### INSTRUCTION
Reproduce all of the material below verbatim, leaving out the pictures.

-*-

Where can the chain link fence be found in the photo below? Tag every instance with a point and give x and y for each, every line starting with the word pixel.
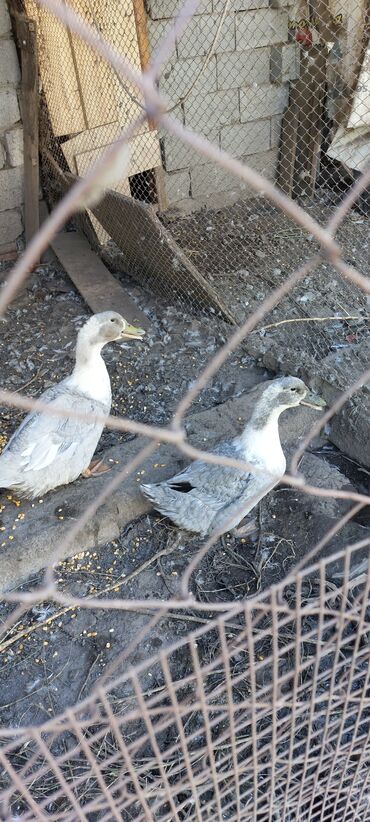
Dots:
pixel 268 717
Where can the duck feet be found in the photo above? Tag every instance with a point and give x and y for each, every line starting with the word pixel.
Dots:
pixel 95 468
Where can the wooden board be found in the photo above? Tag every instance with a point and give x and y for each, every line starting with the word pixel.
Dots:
pixel 26 33
pixel 288 148
pixel 96 284
pixel 60 85
pixel 84 149
pixel 151 255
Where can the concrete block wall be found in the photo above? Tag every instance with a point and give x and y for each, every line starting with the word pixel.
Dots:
pixel 11 137
pixel 238 100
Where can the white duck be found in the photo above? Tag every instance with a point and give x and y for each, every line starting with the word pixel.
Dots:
pixel 46 450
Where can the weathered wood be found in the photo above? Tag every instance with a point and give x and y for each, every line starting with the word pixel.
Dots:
pixel 96 284
pixel 151 255
pixel 309 94
pixel 26 33
pixel 288 148
pixel 144 53
pixel 57 72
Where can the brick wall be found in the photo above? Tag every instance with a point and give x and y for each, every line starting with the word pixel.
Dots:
pixel 11 137
pixel 237 102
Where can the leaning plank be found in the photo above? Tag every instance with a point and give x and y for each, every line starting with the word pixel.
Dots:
pixel 57 72
pixel 26 32
pixel 151 255
pixel 96 284
pixel 288 149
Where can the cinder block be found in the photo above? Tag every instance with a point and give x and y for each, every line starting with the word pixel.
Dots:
pixel 276 64
pixel 211 179
pixel 208 112
pixel 11 188
pixel 237 69
pixel 10 226
pixel 9 66
pixel 246 138
pixel 177 155
pixel 14 146
pixel 178 77
pixel 4 18
pixel 265 101
pixel 164 9
pixel 9 109
pixel 199 36
pixel 285 60
pixel 261 28
pixel 240 5
pixel 177 186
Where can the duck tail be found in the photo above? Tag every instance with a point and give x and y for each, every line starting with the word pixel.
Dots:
pixel 154 493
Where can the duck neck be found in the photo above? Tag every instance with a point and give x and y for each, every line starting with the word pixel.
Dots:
pixel 90 375
pixel 261 441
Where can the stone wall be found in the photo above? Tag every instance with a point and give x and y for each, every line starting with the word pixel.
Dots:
pixel 237 101
pixel 11 138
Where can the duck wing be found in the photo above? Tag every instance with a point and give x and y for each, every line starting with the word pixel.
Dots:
pixel 194 496
pixel 42 438
pixel 218 482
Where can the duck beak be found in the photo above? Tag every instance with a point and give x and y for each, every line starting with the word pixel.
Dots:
pixel 132 333
pixel 314 401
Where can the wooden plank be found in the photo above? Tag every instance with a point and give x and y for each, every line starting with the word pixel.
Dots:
pixel 288 148
pixel 26 32
pixel 96 284
pixel 144 53
pixel 151 255
pixel 82 150
pixel 57 72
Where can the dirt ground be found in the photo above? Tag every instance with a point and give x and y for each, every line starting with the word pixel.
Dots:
pixel 52 657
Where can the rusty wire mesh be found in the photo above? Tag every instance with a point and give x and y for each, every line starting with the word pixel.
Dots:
pixel 269 719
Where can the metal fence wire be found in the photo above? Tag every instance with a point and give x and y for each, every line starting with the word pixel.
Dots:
pixel 249 130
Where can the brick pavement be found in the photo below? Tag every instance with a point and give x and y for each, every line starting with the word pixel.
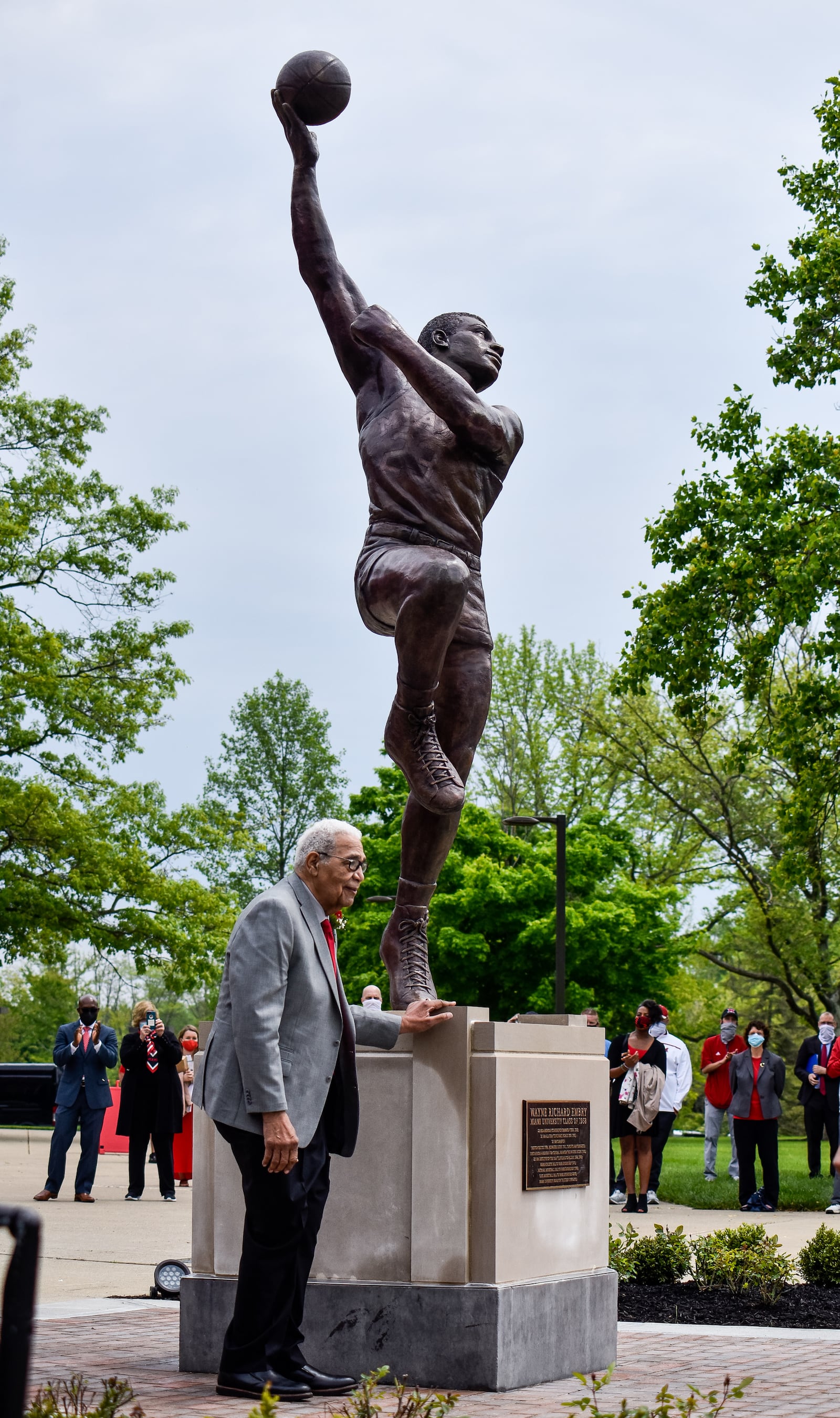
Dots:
pixel 796 1372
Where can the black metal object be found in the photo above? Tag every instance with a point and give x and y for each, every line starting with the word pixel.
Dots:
pixel 27 1094
pixel 19 1306
pixel 558 822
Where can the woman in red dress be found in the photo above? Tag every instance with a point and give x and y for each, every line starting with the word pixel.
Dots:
pixel 184 1140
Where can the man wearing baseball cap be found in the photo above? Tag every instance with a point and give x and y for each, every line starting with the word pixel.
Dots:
pixel 714 1064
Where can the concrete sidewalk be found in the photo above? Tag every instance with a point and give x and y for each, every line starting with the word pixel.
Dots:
pixel 796 1372
pixel 93 1251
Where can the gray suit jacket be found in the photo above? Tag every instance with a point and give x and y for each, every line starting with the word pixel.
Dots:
pixel 283 1023
pixel 771 1084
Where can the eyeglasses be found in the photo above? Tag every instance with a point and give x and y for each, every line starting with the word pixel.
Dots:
pixel 354 864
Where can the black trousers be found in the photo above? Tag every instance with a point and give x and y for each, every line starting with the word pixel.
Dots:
pixel 765 1136
pixel 138 1142
pixel 90 1123
pixel 283 1219
pixel 818 1115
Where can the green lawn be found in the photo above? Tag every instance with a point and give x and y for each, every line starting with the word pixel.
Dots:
pixel 683 1180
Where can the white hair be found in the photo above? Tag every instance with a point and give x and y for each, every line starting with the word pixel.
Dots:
pixel 321 838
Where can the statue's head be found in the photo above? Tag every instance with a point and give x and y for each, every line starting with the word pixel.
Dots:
pixel 465 342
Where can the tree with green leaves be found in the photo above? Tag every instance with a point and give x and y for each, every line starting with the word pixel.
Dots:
pixel 531 758
pixel 493 919
pixel 744 638
pixel 35 1004
pixel 805 296
pixel 84 671
pixel 276 775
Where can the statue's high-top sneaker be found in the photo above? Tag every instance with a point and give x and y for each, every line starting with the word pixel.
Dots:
pixel 411 739
pixel 405 955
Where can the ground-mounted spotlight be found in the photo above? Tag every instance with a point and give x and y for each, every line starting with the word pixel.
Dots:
pixel 168 1277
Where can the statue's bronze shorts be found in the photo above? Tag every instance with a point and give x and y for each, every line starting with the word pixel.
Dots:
pixel 471 628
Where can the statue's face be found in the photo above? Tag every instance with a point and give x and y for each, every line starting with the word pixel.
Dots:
pixel 471 351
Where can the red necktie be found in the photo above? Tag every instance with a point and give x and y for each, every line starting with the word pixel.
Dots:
pixel 330 938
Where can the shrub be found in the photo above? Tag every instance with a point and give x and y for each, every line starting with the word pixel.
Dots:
pixel 819 1261
pixel 667 1404
pixel 76 1397
pixel 659 1259
pixel 411 1401
pixel 746 1261
pixel 622 1251
pixel 662 1258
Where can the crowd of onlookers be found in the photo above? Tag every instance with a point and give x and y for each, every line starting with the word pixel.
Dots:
pixel 650 1078
pixel 155 1099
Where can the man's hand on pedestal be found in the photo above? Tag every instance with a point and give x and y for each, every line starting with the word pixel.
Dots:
pixel 425 1014
pixel 281 1142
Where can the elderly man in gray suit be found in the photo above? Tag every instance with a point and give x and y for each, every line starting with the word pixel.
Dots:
pixel 279 1079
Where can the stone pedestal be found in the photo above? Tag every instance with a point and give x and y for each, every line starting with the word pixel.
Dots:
pixel 432 1257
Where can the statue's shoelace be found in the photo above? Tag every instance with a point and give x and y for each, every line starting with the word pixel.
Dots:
pixel 415 953
pixel 429 751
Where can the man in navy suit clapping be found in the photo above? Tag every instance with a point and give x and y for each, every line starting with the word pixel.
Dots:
pixel 83 1051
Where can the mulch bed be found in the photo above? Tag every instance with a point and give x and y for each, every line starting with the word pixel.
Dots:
pixel 801 1306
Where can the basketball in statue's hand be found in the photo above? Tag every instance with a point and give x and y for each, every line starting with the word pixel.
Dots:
pixel 317 86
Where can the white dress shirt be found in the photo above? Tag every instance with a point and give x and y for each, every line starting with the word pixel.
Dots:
pixel 679 1074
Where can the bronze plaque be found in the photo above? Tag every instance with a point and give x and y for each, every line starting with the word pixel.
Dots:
pixel 555 1145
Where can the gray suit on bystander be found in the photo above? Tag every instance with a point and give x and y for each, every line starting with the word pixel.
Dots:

-*-

### WRITTEN REPLY
Where can the chain link fence be found in the photo below? Tag every instance with a point and give x and y for each, every line starting with the word pixel.
Dots:
pixel 268 717
Where can the duck feet be found in the photo above? Tag every instance with a point and give x and y for each, every line starting with the word pixel.
Dots:
pixel 95 468
Where can the wooden board be found in the photo above? Tag every instance with a point and give x and y for each, every line starting with the word pixel.
Dots:
pixel 26 33
pixel 288 148
pixel 96 284
pixel 60 85
pixel 84 149
pixel 151 255
Where can the concrete block wall be found in the photo above? Tag every instance with a point and give x and y for each, every line starting with the word pixel.
Dots:
pixel 11 137
pixel 238 100
Where can the white duck be found in the photo above? Tag every instance with a point and give x and y for each, every line starting with the word pixel.
Dots:
pixel 46 450
Where can the weathered wood be found in the photo above? Tag every instance with a point and give x and y for each, every line starting with the word pixel.
Dots:
pixel 96 284
pixel 151 255
pixel 309 94
pixel 26 33
pixel 288 148
pixel 144 53
pixel 57 72
Where can the brick wall be found in the photo above? Tag every instance with a point and give x and y for each, every line starting with the word pixel.
Dots:
pixel 11 137
pixel 237 102
Where can the leaning plank be found in the photo above? Tag every instance with a point and give x and y for each, every line starting with the word pixel.
Dots:
pixel 57 72
pixel 26 32
pixel 151 255
pixel 96 284
pixel 288 149
Where can the cinder block be found in the photo above? Tag every instance with a point and give x and y for each, every line starting with the word pixel.
Dots:
pixel 276 64
pixel 211 179
pixel 208 112
pixel 11 188
pixel 237 69
pixel 10 226
pixel 9 66
pixel 246 138
pixel 177 155
pixel 14 146
pixel 178 77
pixel 4 18
pixel 265 101
pixel 164 9
pixel 9 109
pixel 199 36
pixel 285 60
pixel 261 28
pixel 240 5
pixel 177 186
Where can the duck tail be found in the photo above? Tag every instance with a point and give x and y for each, every line starting with the word pixel.
Dots:
pixel 154 493
Where can the duck neck be found in the photo above? Tag every instance with a point and give x and y for each, every line starting with the word pixel.
Dots:
pixel 90 375
pixel 261 441
Where can the stone wall be found in the photo above? Tag every instance with a point and give x and y for each, every line starting with the word pixel.
Dots:
pixel 237 101
pixel 11 138
Where can the duck wing be found in the photo above? Tag every instance with a point and give x and y for each, every line starting with the word pixel.
Dots:
pixel 194 496
pixel 42 438
pixel 218 482
Where can the duck beak be found in the photo above? Tag every instance with a point and give x and y for each, every line starting with the word pixel.
Dots:
pixel 132 333
pixel 314 401
Where can the wooden plank be found in the photo above? Tag every instance with a point and give x and y for each, every line starting with the word pixel.
Dots:
pixel 288 148
pixel 26 32
pixel 96 284
pixel 144 53
pixel 151 255
pixel 82 150
pixel 57 72
Where can the dirt ground be found in the photo above? Tag every instance with a point and give x and y for each, every line starting with the word pixel.
Dots:
pixel 52 657
Where can the rusty wire mesh be found in the photo above? Tag every instance with a point and give x and y for each, every line starting with the word pixel.
Dots:
pixel 269 719
Where can the metal fence wire be found in the photo above? Tag every instance with a point and give x and y for each, every line starting with the word pixel.
Dots:
pixel 249 130
Where can the brick pavement be found in the photo below? Tag every instance with a point and give x and y for each, every line starting with the word pixel.
Dots:
pixel 796 1372
Where can the black metal object be found in the photo above? Tag every instance with a point and give x and y for each, every line starting with the word pixel.
Dots:
pixel 27 1094
pixel 19 1306
pixel 558 822
Where can the woman in red dress be found in the photo above? Tag every instance with a point and give x and y for each, every line starting with the word pixel.
Dots:
pixel 184 1140
Where can the man wearing baseball cap be found in the photo above? Tag every instance with a point and give x and y for each, every line starting with the word pixel.
Dots:
pixel 714 1064
Where can the concrete sidewalk be found in the photo above? Tag every instance with a point and give x and y for each, every line starting with the word pixel.
Dots:
pixel 796 1372
pixel 93 1251
Where can the gray suit jacket be found in the photo above? Tag every instance with a point and give x and y for each, every line starting with the word pixel.
Dots:
pixel 283 1023
pixel 771 1084
Where can the eyeglasses be found in the photo above? Tag every instance with a point and give x and y for each, every line starting with the word pixel.
Dots:
pixel 354 864
Where can the black trousers be found in the photo above? Tag every instance with a point and give x and y for each, every line starting with the word pixel.
Dots:
pixel 765 1136
pixel 138 1142
pixel 90 1123
pixel 283 1219
pixel 818 1115
Where can the green lawn be found in the photo above? Tag every instance with a point and give x and y for each, every line starting with the word pixel.
Dots:
pixel 683 1180
Where can the white hair be found in the photo above? Tag every instance with a point and give x and y for each, every line starting with the word pixel.
Dots:
pixel 321 838
Where can the statue's head be found in the photo above? Tag every instance with a point and give x and y for each, every line starting with the word pixel.
Dots:
pixel 465 342
Where can the tree with green leaves be found in the photo above? Tag every instance with a point and give x and y for each, every line starting with the word pixel.
Dots:
pixel 531 758
pixel 493 919
pixel 744 638
pixel 35 1004
pixel 805 296
pixel 84 671
pixel 276 775
Where can the statue's high-top sneaker be found in the photo above? Tag every instance with a point and give x and y for each, every line starting with the word pixel.
Dots:
pixel 411 739
pixel 405 955
Where can the ground-mounted spotlight be found in the photo above? Tag every instance with a point and give x and y for each, every line starting with the word pixel.
Dots:
pixel 168 1277
Where can the statue's bronze shorts be found in the photo above? Tag every instance with a point and give x and y for each, every line starting with the word pixel.
Dots:
pixel 471 628
Where can the statue's face be found in the photo above? Tag every instance with a point and give x and y for each, every line starting with the word pixel.
Dots:
pixel 471 351
Where can the red necktie be found in the photo above? Tag every instance with a point and give x and y for each, every line starting with the word pixel.
Dots:
pixel 330 938
Where can the shrub be found in the photo above? Tag every instance with a point and give x and y for each, every line starting with the word pixel.
Dots:
pixel 819 1261
pixel 667 1404
pixel 76 1397
pixel 659 1259
pixel 411 1401
pixel 746 1261
pixel 622 1251
pixel 662 1258
Where can the crowd of onlookers be found in the photo above? Tag every instance with a point and give x and y for each, every line starting with the word pixel.
Dots:
pixel 650 1078
pixel 155 1099
Where can the man's hand on pedestal be found in the photo above? Tag every instance with a point and give x and y for each, every line starting with the word pixel.
Dots:
pixel 425 1014
pixel 281 1142
Where can the elderly man in gray suit be found in the photo above? Tag every instance with a point and give x and y for each, every line starting with the word pixel.
Dots:
pixel 279 1079
Where can the stone pedestal be found in the photo above? Tag every instance with a point and give x and y for each, every line starting with the word pixel.
Dots:
pixel 432 1257
Where can the statue's shoelace be found in the photo above? Tag every instance with a point and give x and y for each, every line starting with the word pixel.
Dots:
pixel 415 953
pixel 429 751
Where can the man in navy suit clapping be found in the photo above? Tag every instance with a point and give x and y for each, every line starting with the word pixel.
Dots:
pixel 83 1051
Where can the mulch bed be found in the photo above? Tag every instance with a point and give x and y for each, every line starting with the word pixel.
Dots:
pixel 801 1306
Where can the basketball in statue's hand be found in the photo above? Tag every instance with a point and give x and y for each, every line starting with the word pixel.
Dots:
pixel 317 86
Where can the white dress shirt be found in the photo above? Tag every instance with a point and give x and y for each, every line starting with the word pixel.
Dots:
pixel 679 1074
Where can the bronze plaque be found in the photo above? Tag every instance with a point and give x and y for each, every line starting with the word pixel.
Dots:
pixel 555 1145
Where can the gray suit on bystander be found in the photo above? Tag every instance with a point and give x and y for each, every line starting with the word pixel.
Dots:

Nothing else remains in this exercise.